'''
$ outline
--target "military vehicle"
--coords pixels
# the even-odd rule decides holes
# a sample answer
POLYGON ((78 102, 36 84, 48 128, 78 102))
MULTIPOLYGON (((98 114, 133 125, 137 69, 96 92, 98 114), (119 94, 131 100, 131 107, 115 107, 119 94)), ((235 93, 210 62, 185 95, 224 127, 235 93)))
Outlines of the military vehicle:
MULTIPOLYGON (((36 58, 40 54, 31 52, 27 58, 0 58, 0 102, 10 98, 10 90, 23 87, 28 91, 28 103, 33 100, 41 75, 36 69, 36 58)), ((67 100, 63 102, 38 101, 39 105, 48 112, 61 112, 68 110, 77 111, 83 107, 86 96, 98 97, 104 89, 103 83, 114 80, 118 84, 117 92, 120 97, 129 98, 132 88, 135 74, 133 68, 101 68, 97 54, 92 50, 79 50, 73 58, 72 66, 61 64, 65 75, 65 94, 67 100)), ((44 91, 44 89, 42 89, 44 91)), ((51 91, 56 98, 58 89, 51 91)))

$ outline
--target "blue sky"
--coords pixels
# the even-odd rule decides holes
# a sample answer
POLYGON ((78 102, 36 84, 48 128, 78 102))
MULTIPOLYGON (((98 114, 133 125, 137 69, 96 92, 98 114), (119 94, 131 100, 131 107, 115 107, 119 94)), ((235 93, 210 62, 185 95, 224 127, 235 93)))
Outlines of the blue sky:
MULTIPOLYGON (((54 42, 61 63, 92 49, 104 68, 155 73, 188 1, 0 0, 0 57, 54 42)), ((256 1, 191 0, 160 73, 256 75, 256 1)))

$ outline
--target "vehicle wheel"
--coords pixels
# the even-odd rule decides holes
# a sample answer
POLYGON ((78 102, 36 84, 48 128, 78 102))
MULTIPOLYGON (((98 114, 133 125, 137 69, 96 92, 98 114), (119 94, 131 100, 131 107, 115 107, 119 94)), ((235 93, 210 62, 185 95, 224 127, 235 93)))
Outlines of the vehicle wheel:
'''
Substitute "model answer" for each "sample answer" in the entries above, then write all of them out again with nothing else changed.

## Written response:
$ outline
--target "military vehicle"
--coords pixels
# the even-odd rule decides holes
# a model answer
POLYGON ((78 102, 36 84, 48 128, 78 102))
MULTIPOLYGON (((98 114, 133 125, 137 69, 96 92, 98 114), (119 94, 131 100, 131 107, 115 107, 119 94)), ((235 93, 210 62, 185 95, 224 127, 235 93)))
Outlines of the military vehicle:
MULTIPOLYGON (((36 58, 40 54, 31 52, 27 58, 0 58, 0 102, 10 98, 10 90, 23 87, 28 91, 28 103, 33 100, 41 75, 36 69, 36 58)), ((67 100, 63 102, 38 101, 39 105, 48 112, 61 112, 68 110, 77 111, 83 107, 86 96, 98 97, 104 89, 103 83, 114 80, 118 84, 117 92, 120 97, 129 98, 132 88, 135 74, 133 68, 101 68, 97 54, 92 50, 79 50, 73 58, 72 66, 61 64, 65 75, 65 94, 67 100)), ((44 91, 44 89, 42 89, 44 91)), ((51 91, 56 98, 58 89, 51 91)))

$ outline
--target "blue sky"
--coords pixels
# the even-odd rule decides holes
# a model answer
POLYGON ((78 102, 36 84, 48 128, 78 102))
MULTIPOLYGON (((98 114, 133 125, 137 69, 96 92, 98 114), (119 94, 131 100, 131 107, 115 107, 119 94)), ((235 93, 210 62, 185 95, 224 127, 235 93)))
Outlines of the blue sky:
MULTIPOLYGON (((54 42, 61 63, 92 49, 104 68, 155 73, 188 1, 0 0, 0 57, 54 42)), ((256 1, 191 0, 160 73, 256 75, 256 1)))

$ outline
--target "vehicle wheel"
--coords pixels
# the even-odd rule decides holes
# a model answer
POLYGON ((78 102, 36 84, 48 128, 78 102))
MULTIPOLYGON (((98 114, 133 125, 137 69, 96 92, 98 114), (119 94, 131 100, 131 107, 115 107, 119 94)), ((235 93, 210 62, 185 95, 224 127, 235 93)))
Outlines of the vehicle wheel:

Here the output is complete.